WHAT YOU SHOULD DO: Write out exactly the line containing "Target: wooden beam under eave" and all lines that come after it in the listing below, through the very last one.

____

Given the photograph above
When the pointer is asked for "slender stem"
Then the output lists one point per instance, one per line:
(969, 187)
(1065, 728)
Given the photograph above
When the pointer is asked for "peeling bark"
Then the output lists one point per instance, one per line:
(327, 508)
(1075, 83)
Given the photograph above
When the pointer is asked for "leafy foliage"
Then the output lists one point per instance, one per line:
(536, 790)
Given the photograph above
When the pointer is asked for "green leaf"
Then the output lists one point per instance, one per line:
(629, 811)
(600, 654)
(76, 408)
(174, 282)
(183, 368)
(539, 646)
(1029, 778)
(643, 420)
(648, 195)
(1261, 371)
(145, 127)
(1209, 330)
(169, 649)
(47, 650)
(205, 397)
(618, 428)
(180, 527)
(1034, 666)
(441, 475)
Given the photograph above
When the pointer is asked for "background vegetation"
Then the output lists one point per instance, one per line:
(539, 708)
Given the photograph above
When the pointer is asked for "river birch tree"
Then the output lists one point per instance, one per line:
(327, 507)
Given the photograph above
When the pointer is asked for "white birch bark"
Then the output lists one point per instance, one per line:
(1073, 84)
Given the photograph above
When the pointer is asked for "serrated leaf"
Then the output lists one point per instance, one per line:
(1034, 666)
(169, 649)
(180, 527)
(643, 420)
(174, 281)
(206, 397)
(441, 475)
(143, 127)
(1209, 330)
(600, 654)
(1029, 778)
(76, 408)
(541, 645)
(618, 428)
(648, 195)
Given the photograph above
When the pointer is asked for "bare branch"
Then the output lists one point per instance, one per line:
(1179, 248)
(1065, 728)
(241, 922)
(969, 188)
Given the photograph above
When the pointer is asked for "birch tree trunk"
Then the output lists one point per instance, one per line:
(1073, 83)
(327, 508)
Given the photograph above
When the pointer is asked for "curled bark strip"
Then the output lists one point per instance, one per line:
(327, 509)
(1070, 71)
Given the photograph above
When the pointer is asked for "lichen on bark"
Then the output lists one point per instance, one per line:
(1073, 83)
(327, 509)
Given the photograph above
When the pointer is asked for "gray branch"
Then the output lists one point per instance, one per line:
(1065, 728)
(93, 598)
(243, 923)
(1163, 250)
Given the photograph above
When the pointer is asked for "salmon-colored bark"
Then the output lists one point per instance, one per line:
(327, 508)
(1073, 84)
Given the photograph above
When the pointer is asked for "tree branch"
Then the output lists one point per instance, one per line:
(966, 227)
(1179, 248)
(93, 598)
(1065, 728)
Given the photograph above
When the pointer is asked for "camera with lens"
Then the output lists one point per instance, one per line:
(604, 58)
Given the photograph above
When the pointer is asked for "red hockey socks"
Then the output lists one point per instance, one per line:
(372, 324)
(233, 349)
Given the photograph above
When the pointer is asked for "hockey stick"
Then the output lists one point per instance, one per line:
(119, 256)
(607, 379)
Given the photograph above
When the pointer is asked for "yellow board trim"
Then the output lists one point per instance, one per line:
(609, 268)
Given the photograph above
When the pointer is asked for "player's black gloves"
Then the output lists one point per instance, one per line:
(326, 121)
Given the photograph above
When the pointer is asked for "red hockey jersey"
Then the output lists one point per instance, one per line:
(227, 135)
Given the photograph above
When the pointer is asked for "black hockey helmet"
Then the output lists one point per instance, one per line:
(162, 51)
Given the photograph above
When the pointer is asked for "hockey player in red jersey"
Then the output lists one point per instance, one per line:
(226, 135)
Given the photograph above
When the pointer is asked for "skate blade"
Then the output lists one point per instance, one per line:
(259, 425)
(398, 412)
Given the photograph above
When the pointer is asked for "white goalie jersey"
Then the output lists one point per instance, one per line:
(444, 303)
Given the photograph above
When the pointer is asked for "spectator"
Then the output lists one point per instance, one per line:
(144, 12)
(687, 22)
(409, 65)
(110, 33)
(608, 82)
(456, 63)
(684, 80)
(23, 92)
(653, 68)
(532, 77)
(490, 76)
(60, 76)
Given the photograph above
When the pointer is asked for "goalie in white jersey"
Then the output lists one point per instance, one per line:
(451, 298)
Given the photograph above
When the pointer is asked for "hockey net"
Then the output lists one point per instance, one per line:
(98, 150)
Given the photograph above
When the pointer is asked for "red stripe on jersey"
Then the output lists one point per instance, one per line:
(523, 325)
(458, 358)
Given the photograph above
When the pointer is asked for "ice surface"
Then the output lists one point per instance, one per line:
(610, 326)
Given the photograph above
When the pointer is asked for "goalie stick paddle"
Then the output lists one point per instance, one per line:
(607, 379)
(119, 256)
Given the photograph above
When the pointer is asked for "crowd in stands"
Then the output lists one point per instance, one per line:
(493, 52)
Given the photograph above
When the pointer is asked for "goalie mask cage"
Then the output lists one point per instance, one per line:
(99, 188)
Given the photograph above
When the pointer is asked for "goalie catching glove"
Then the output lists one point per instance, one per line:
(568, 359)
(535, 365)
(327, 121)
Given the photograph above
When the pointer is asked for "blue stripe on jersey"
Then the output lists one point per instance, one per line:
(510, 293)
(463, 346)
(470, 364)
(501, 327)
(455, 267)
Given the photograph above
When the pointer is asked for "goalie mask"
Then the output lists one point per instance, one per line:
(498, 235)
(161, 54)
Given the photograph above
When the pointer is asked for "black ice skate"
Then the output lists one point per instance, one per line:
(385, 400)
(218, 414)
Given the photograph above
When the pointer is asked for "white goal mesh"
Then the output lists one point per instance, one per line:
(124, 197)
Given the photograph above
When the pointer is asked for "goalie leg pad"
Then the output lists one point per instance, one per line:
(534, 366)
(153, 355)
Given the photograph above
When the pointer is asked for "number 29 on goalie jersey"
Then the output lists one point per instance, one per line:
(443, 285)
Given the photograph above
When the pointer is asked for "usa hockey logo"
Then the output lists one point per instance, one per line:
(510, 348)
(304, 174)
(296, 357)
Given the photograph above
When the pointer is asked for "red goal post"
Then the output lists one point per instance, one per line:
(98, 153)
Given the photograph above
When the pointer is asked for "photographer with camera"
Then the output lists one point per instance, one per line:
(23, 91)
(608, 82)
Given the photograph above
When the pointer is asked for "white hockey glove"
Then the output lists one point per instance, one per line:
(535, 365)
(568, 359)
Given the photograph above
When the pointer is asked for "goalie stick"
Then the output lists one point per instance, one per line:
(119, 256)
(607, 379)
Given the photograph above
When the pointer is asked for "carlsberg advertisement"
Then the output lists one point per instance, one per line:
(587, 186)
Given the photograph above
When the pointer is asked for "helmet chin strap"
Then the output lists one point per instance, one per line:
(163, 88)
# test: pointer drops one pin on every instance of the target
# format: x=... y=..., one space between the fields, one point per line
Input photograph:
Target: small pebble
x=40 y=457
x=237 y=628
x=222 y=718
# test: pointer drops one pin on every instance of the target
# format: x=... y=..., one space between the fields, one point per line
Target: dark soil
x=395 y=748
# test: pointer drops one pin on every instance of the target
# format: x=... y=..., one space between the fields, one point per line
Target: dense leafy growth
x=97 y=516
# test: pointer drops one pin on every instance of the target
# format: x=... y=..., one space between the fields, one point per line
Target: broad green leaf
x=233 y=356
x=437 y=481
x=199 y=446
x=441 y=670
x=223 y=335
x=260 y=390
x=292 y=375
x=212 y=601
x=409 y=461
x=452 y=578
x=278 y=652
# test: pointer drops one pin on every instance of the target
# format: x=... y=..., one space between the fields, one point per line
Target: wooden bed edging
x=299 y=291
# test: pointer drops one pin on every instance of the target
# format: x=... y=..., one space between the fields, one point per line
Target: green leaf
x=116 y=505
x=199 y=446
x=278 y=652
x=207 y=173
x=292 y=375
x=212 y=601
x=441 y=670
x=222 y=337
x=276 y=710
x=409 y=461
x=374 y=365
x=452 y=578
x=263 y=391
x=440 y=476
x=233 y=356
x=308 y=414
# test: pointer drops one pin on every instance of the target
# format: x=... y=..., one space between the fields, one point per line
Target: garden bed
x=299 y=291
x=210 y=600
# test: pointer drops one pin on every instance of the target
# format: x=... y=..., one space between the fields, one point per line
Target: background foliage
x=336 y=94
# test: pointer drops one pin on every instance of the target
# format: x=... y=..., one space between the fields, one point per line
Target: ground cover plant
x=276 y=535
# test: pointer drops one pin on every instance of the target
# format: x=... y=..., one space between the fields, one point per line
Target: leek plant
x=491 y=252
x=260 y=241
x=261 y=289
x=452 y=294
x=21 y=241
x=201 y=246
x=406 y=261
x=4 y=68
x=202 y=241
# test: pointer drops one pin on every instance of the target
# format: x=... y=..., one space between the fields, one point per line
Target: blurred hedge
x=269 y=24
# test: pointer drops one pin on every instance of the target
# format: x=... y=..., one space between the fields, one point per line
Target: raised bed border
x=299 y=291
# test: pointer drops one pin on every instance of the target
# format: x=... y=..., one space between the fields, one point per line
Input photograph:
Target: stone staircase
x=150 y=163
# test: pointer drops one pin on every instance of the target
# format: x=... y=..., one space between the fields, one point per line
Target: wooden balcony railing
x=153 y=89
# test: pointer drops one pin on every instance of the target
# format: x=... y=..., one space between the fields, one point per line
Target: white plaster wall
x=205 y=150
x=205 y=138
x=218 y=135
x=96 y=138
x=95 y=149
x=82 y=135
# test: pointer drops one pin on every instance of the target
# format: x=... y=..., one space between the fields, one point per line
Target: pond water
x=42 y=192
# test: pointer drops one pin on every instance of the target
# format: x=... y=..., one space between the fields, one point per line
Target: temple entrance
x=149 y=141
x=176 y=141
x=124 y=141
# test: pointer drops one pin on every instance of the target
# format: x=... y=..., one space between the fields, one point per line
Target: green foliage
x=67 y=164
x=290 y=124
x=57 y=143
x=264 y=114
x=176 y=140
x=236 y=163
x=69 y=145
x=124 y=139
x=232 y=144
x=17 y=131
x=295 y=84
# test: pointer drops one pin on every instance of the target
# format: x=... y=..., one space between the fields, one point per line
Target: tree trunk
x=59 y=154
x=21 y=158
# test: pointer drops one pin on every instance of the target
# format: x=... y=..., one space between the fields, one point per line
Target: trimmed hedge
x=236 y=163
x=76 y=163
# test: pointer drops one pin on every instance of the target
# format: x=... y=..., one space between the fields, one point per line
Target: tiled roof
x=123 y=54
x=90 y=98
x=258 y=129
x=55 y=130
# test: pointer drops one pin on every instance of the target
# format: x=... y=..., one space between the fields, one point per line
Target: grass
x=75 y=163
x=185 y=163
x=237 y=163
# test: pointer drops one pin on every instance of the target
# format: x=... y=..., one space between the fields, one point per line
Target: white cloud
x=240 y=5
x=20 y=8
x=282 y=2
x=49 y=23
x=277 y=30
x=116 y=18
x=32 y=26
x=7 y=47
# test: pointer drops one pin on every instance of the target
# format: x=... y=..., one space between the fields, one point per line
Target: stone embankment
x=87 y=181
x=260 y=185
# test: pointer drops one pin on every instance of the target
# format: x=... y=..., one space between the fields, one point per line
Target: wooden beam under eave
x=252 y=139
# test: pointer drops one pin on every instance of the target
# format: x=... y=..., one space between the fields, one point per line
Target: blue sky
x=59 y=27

____

COMPLETED TASK:
Target: wooden beam under eave
x=252 y=139
# test: pointer drops one pin on every instance of the target
# format: x=... y=..., one space between the fields, one point per line
Target: blue sky
x=59 y=27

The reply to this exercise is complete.